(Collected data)

•••

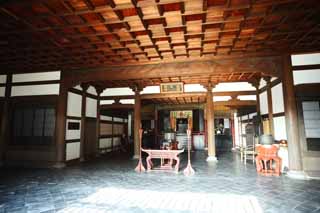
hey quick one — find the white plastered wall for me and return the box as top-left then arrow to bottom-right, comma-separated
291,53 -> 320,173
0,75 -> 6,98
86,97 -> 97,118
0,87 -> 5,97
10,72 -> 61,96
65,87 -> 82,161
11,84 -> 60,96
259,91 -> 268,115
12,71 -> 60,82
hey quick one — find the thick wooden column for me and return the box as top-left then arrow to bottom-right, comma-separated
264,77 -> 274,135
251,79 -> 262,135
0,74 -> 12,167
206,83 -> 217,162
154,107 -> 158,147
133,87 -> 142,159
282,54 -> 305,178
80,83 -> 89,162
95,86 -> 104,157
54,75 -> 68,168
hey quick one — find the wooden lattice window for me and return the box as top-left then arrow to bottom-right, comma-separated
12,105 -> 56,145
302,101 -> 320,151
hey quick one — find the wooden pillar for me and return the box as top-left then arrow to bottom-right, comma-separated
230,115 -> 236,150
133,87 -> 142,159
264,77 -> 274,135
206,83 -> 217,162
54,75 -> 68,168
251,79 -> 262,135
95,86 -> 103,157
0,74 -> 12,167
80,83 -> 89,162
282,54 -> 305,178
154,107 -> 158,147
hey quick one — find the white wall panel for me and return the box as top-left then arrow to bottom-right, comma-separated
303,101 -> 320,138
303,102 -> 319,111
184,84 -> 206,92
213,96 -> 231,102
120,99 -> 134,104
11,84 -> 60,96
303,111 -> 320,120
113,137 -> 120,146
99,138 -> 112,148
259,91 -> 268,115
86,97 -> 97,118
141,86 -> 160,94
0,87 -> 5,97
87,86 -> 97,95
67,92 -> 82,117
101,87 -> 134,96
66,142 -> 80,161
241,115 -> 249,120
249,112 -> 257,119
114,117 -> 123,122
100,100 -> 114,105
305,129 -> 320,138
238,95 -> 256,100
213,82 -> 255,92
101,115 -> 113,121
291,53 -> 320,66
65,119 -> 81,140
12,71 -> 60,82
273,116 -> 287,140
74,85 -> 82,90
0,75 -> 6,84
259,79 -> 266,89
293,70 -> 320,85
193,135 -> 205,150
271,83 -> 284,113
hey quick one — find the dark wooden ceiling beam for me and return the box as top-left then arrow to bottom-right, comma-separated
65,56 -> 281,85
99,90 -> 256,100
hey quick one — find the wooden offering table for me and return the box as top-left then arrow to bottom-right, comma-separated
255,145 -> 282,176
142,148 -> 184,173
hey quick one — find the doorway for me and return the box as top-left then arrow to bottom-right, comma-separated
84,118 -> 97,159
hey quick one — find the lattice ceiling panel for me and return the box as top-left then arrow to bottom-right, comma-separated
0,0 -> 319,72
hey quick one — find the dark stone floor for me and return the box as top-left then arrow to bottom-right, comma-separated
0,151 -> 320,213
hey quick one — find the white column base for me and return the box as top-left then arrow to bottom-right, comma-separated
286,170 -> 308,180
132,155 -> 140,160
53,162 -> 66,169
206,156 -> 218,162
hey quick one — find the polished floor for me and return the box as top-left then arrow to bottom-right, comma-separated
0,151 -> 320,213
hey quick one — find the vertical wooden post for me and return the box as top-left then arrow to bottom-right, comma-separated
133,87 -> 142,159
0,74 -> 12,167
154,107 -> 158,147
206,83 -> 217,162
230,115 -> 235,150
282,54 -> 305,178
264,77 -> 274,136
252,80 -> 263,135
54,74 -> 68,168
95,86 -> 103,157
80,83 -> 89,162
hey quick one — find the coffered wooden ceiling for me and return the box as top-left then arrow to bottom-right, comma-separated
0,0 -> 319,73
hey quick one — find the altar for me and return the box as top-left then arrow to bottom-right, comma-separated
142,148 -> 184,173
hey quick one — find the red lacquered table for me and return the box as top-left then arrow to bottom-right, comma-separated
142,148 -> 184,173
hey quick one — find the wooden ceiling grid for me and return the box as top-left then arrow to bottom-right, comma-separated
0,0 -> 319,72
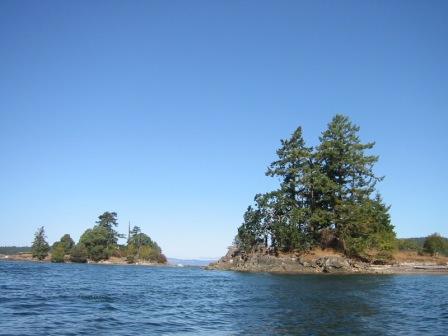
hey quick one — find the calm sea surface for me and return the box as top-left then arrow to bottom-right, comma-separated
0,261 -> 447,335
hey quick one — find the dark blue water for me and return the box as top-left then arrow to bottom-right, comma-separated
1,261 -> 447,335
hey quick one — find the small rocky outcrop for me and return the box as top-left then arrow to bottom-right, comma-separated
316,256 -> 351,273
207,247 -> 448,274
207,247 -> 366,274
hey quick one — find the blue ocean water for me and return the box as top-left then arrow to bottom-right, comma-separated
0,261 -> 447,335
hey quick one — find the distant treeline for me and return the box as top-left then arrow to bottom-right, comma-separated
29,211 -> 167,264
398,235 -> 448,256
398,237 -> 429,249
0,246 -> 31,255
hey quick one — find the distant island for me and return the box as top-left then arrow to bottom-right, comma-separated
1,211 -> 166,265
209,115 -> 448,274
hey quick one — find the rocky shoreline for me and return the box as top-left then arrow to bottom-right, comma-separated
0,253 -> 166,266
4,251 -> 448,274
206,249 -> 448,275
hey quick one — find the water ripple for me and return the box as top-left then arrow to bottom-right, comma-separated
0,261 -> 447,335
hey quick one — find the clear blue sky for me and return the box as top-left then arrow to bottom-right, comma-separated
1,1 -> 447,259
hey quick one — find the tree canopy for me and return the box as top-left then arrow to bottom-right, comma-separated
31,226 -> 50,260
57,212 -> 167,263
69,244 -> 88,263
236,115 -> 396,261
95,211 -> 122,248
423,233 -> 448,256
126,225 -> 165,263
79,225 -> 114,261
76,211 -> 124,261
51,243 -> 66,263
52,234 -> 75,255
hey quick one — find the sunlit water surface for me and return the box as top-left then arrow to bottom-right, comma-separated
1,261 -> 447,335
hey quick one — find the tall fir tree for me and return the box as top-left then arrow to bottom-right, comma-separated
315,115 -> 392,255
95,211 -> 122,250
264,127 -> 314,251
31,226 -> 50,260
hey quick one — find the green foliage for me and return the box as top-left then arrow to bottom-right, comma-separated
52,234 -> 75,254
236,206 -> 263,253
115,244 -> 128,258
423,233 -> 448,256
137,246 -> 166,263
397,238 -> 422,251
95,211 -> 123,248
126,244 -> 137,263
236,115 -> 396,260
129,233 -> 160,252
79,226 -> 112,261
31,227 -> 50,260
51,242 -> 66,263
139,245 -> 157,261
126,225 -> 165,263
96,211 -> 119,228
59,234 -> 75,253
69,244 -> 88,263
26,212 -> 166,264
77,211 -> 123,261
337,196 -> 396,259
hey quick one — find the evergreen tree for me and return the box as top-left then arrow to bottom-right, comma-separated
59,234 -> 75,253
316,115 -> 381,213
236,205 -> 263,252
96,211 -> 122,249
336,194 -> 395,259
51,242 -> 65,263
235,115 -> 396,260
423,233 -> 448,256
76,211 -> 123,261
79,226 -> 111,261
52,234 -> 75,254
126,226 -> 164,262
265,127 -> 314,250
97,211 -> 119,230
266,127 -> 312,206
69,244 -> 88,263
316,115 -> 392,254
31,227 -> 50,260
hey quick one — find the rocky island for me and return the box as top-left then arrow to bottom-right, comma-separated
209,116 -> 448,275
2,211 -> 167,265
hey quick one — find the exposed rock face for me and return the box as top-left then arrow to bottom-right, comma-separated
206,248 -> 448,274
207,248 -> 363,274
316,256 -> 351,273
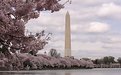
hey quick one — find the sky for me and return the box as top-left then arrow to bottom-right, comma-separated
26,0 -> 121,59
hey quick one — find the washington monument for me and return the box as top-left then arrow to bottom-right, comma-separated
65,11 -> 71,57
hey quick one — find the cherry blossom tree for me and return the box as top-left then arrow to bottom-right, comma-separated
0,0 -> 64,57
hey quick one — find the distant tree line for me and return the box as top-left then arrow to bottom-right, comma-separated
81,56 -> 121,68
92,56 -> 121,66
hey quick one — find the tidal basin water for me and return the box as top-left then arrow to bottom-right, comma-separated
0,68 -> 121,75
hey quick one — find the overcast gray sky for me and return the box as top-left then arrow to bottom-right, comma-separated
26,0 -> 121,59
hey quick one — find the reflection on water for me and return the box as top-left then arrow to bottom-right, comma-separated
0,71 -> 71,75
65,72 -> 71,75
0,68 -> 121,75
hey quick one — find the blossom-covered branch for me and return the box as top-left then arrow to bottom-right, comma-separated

•••

■ WORK INSTRUCTION
Write out exactly the final stretch of the records: the line containing "hey quick one — find the sky" and every line after it, through the last, and nothing else.

■ RESULT OF THIS EXERCISE
hey quick one — find the sky for me and return the box as top-left then arrow to bottom-right, comma-separated
26,0 -> 121,59
hey quick one — find the washington monument for me and return the box as top-left then arrow to bottom-right, comma-separated
65,11 -> 71,57
hey quick one — find the cherry blossom tree for me and return the box as top-left then arrow to bottom-right, comma-separated
0,0 -> 64,57
hey quick one — find the distant tree line for me and return the box as top-left then arrow to bottom-right, comma-separated
81,56 -> 121,68
92,56 -> 121,66
hey quick one — find the tidal basin water for me and return the box as top-left then arrow to bottom-right, comma-separated
0,68 -> 121,75
hey quick one — find the overcast gray sky for me and return the box as top-left then arrow to bottom-right, comma-separated
26,0 -> 121,59
hey quick one — find the reflection on water for me and return the box as top-left then arrow to bottom-right, comma-separated
0,71 -> 71,75
65,72 -> 71,75
0,68 -> 121,75
hey quick one — find the blossom-covered branch for me and return the box as top-left then arrow to bottom-right, comma-separated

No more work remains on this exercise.